Dataset entries:
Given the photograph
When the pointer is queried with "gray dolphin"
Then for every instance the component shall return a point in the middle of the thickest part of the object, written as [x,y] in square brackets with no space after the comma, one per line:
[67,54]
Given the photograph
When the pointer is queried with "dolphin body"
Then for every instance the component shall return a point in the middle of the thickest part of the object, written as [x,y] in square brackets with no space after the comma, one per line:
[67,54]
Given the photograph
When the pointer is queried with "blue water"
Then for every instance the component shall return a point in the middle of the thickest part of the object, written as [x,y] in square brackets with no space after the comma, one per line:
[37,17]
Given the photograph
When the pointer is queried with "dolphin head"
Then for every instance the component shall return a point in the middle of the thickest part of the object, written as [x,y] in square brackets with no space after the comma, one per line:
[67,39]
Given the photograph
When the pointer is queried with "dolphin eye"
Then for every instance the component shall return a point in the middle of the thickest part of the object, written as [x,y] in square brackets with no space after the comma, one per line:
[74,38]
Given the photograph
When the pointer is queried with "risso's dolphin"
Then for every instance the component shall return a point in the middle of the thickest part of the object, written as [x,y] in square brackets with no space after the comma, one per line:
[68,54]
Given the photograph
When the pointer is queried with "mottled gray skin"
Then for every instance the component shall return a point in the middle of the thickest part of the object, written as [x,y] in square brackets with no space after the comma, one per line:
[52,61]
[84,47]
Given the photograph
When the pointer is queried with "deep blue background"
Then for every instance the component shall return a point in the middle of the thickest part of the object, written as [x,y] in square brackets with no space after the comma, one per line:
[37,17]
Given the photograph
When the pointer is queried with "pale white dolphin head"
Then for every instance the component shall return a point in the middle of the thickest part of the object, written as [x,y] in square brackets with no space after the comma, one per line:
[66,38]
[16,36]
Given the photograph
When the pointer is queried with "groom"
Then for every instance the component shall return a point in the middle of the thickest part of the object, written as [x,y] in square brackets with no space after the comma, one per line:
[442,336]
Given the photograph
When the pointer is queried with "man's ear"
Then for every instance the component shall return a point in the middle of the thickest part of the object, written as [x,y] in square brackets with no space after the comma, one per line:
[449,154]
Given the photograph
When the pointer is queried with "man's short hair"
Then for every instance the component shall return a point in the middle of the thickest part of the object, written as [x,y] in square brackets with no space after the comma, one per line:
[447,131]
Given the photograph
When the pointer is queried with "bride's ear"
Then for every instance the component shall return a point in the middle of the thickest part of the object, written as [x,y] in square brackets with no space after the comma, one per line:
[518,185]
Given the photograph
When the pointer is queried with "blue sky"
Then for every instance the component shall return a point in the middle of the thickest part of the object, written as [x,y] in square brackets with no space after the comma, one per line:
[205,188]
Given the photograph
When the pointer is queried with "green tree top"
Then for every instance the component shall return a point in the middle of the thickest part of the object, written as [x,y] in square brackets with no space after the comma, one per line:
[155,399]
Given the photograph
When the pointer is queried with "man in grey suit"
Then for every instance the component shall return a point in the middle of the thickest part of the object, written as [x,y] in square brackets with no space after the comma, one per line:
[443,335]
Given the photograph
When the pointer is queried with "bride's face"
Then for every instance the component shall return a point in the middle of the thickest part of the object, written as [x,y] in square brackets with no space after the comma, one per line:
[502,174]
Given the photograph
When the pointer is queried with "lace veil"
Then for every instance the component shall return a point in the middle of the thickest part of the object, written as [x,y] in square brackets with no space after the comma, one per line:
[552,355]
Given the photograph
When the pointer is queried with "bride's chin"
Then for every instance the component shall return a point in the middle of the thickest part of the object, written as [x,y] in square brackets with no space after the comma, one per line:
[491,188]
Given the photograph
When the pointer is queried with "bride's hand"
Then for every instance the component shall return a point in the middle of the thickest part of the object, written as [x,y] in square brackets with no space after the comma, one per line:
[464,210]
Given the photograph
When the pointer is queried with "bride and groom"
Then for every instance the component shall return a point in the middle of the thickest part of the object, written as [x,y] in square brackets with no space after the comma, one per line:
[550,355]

▸ **REQUIREMENT**
Select each line in the rows above that contains the word "blue".

▸ **WRITTEN RESPONSE**
When the pointer is queried with "blue water"
When the pointer is queried with "deep blue background"
When the pointer is queried with "blue sky"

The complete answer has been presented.